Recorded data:
========================

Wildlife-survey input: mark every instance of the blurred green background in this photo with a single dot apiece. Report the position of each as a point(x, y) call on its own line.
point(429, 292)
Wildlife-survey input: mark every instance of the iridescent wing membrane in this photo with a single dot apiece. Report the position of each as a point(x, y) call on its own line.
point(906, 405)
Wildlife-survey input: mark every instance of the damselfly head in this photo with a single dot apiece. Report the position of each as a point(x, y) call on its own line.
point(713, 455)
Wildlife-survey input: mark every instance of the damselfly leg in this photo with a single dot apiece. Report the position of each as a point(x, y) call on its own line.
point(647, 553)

========================

DIRECTIVE | Lay out the lines from the one containing "Wildlife-survey input: mark every instance of the damselfly head" through the end of the recorded data as a Markdown table with the columns n and Line, numbering each row and leaving out blank lines.

EXERCISE RESPONSE |
| n | Line |
|---|---|
| 1 | Wildlife-survey input: mark every instance of the damselfly head in this photo with a single dot apiece. Report the position of each as a point(x, y) call on its own line. |
| 2 | point(713, 455) |
| 3 | Wildlife-survey input: mark every instance of the damselfly leg in this photo with a single dot apiece. Report the position of each as a point(x, y) call on its own line. |
| 4 | point(647, 553) |